舞頸や輪入道、煙々羅と妖怪は登場してもインディーズ期ほど濃くはなく。むしろ”和”の要素とヘヴィメタル度が強化されている。
#1「夢幻」~#2「邪魅の抱擁」という王道を貫く疾走メタル・チューンを皮切りに、アイアン・メイデン風のリフでツインギターが躍動するシングル曲#3「睡」、イン・フレイムスを思わせるメロデス節が炸裂する#5「舞頚」と前半は勢いで押す。
後半は演歌プログレメタルに開眼した#6「輪入道」、黒猫さまによるヒーリング・バラード#9「夢虫」と聴きどころは多い。先人達にリスペクトを掲げつつ、初期からのコンセプトを追求してきたことが実を結んだ1作。
オススメ曲:#3「睡」
Pantera / Vulgar Display Of Power -俗悪- (1992)
90年代を代表するHR/HMバンドのひとつ、パンテラ。出世作となった前作『Cowboys From Hell』よりも重量感を増し、”グルーヴ・メタル”と評されるスタイルを確立した6thアルバム。
鋭利な切れ味と鈍器で殴るような衝撃を有すダイムバックのギター、フィル・アンセルモの野蛮な歌唱は音の暴力を生み出していく。
#1「Mouth of War」や#3「Walk」といった必殺曲を備え、#4「Fucking Hostile」は空耳アワーでジャンパーを獲得(笑)。#5「This Love」や#10「Hollow」といった凶悪さを秘めたバラードを同時にこなせてしまうのがまた凄い。
オススメ曲:#3「Walk」
Pelican / The Fire in Our Throats Will Beckon the Thaw (2005)
シカゴのヘヴィ・インストゥルメンタル四重奏の2ndアルバム。全7曲で描かれるのは生まれ育ったシカゴの四季であり、移り変わる四季においての広大な風景。
自然の容赦ない怒りとかけがえのない美しさ、それを轟音と叙情のダイナミックなシフトにより力強く描き出す。虹色の自然叙情詩と表現できそうな圧倒的なスケールと描写。
Pelican史上最もドラマティックな楽曲といっても過言ではない#1「Last Day Of Winter」を収録。

依頼内容: 上のアルバムレビューを、最後の文の後から続けて書きなさい。 この後の一覧は、上のアルバムレビューとは関係がない。

データ一覧:
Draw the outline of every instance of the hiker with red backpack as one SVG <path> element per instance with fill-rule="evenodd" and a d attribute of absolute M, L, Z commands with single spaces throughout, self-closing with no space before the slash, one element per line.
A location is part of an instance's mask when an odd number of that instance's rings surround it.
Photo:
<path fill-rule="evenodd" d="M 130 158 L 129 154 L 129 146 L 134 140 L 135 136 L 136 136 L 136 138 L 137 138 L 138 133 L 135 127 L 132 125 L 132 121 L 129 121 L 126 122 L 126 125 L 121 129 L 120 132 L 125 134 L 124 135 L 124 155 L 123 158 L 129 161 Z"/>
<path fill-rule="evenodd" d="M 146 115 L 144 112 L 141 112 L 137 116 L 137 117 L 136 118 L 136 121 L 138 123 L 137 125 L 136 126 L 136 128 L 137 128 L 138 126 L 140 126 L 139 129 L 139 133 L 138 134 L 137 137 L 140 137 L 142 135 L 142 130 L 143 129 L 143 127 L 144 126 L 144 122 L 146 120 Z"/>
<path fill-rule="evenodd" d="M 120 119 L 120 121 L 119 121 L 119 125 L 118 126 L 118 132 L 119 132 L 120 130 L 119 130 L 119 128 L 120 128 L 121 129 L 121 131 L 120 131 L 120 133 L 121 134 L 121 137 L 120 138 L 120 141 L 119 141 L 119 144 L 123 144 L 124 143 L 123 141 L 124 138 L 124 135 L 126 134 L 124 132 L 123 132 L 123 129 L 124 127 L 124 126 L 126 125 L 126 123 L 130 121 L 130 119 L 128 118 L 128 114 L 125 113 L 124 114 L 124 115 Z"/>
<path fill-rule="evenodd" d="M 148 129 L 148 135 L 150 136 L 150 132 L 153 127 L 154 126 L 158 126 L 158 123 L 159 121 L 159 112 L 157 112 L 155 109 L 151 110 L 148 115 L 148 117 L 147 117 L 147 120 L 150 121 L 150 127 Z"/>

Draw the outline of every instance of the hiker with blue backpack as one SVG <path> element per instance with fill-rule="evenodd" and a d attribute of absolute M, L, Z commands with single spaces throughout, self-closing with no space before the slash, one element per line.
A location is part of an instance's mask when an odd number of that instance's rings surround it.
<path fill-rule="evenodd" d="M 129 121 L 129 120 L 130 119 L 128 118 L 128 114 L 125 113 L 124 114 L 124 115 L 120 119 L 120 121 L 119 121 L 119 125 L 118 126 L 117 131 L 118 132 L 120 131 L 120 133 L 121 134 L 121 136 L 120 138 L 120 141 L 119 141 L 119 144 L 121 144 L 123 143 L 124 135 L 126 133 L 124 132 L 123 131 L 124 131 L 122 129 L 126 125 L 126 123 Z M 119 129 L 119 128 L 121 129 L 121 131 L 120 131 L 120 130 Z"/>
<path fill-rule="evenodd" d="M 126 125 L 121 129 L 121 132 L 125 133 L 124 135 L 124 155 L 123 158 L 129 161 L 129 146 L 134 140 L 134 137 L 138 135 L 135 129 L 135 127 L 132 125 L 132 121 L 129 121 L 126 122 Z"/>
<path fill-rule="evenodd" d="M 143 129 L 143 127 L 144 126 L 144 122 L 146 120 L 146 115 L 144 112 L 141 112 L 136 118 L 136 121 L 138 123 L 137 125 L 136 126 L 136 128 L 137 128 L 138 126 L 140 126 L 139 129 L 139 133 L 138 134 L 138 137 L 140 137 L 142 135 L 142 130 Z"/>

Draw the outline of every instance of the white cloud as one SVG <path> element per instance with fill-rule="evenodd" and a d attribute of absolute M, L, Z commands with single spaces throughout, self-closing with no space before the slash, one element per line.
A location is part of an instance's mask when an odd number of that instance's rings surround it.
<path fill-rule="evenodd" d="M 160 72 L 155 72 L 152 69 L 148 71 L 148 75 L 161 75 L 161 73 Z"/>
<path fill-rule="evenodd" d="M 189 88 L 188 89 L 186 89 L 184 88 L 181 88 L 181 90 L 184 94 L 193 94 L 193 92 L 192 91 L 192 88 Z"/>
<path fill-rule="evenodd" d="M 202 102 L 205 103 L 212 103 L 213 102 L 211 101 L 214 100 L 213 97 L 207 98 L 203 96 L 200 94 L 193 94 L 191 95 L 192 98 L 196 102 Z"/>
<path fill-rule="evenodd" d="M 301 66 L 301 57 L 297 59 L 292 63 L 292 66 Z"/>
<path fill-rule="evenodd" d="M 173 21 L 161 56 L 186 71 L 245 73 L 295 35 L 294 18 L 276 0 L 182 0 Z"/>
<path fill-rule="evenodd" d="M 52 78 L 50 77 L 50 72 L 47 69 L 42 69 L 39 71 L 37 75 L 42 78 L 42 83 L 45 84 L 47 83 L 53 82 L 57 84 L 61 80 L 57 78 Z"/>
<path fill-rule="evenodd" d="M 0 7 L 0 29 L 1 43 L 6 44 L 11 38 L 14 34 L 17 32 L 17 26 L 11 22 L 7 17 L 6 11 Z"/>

期待される出力:
2007年頃にわたしがインストゥルメンタルを聴くようになったきっかけの作品であり、思い入れが特に深い1枚。
オススメ曲:#1「Last Day Of Winter」
Rosetta / A Determinism Of Morality (2010)
アメリカ・フィラデルフィアにて結成されたポストメタル・バンドの3rdアルバム。自身の音楽性を”Metal For Astronauts : 宇宙飛行士のためのメタル ”とユーモラスに表現する。
その通りに、空間を重視したサウンドスケープが特徴的な彼等。前作よりも洗練の度合いが進み、壮麗なる美と威圧的な轟音が緻密に編みこまれる。その結果、母たる大地と宇宙をリンクさせるRosettaのスペース感覚は極みのレベルへ。
印象的なベースリフから始まるラスト曲#7「A Determinism of Morality」は、ポストメタル史に残る1曲。2016年12月、彼等がまさかの名古屋公演を行ってくれたことに感謝。
オススメ曲:#7「A Determinism of Morality」
ROTH BART BARON / けものたちの名前 (2019)
日本のインディーフォーク・プロジェクトの4thアルバム。時間をかけて紡いできた音楽を介し、考える個の存在、関わる今の社会。そして歌われる多様性と共生。
前作の方が自由な挑戦と試行錯誤があるが、その経験を踏まえた本作は回帰と拡張がいい塩梅。だからこそのバラエティに富む。女性ヴォーカリスト4名(優河、HANA、Ermhoi、Maika Loubté)のゲスト起用、ストリングスの明確な導入。
前作『HEX』よりも開かれた形でアウトプットされている。ASIAN KUNG-FU GENERATIONの後藤正文氏が主宰する<APPLE VINEGAR – Music Award -2020>にて”大賞”を受賞した秀作。
オススメ曲:#7「HERO」
Russian Circles / Station (2008)
シカゴのインスト・トリオによる2ndアルバム。最高傑作と評す人が多い名作。ゆえに彼らの名を世界に知らしめた作品だ。
音楽的にはポストメタルというよりはポストロック方面へやや傾いていて、メロディを磨き上げながら1stアルバムよりも構成を練り、壮大なドラマを描いている。
マスロックの構築美を反映させながらギターリフで押すスタイルは本作でも垣間見え、3人とは思えない重量感とレイヤー構築を堪能できる。
インストゥルメンタルを独自の美意識で昇華させた#5「Youngblood」はポストメタル系インスト最重要曲のひとつ。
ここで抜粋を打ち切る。